O exercício: No texto sobre campanhas de astroturf, que companhias são dadas como exemplo de quem esteve por trás dessas campanhas?

Texto fornecido:
····················
Este texto de George Monbiot, qualificado colaborador semanal The Guardian, explica-nos por que razão os mal alcunhados media de referência se entusiasmam tanto a divulgar este tipo de convocatórias, como acontece agora em Portugal com “O Público” do monopolista Belmiro de Azevedo e Fátima Campos Ferreira da Atenta Veneranda e Obrigada RTP…
Todos os meses, mais evidência acumula-se, sugerindo que comentários, tópicos e fóruns de internet estão sendo tomados por pessoas que não são exatamente o que parecem ser. O anonimato da rede garante a companhias e governos uma oportunidade de ouro para executar operações de astroturf(*): falsas campanhas populares que criam a impressão de que um grande grupo de pessoas está defendendo ou se opondo a alguma política em particular. Essa artimanha está mais propensa a acontecer quando os interesses das companhias ou dos governos estão em conflitos com os do público. Por exemplo, há uma história antiga das companhias de tabaco por trás de campanhas de astroturfing para lutar contra a regulamentação da indústria. (1)
····················
Trecho dos dados:
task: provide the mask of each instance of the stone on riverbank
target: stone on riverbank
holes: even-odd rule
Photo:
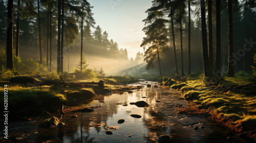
····················
Exercício resolvido: As companhias de tabaco, que as usaram para lutar contra a regulamentação da indústria.